- STATED TASK: Count the lines in the records below that contain the string "coordinate", treating uppercase and lowercase as different, and reply with the number alone.

- DATA PROVIDED:
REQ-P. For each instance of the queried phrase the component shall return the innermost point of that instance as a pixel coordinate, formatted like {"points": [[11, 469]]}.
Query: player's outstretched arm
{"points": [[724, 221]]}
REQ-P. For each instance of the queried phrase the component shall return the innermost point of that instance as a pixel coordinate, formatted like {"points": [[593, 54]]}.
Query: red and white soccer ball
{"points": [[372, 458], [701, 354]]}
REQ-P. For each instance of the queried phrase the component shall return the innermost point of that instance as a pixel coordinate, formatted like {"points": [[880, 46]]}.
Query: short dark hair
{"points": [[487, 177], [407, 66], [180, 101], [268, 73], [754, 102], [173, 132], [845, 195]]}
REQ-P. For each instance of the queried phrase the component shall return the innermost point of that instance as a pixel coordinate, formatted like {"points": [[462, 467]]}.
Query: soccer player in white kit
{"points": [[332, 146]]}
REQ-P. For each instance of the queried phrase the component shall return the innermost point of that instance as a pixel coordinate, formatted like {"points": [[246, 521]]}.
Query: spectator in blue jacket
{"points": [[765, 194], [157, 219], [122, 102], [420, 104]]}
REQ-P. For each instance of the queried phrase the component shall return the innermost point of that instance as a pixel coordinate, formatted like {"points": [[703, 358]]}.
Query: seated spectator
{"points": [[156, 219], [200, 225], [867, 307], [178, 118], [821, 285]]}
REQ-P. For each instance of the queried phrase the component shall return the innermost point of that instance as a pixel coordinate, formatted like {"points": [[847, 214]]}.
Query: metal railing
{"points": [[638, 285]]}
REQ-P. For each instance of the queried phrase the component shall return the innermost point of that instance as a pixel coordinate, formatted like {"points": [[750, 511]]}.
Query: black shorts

- FINAL RESULT: 8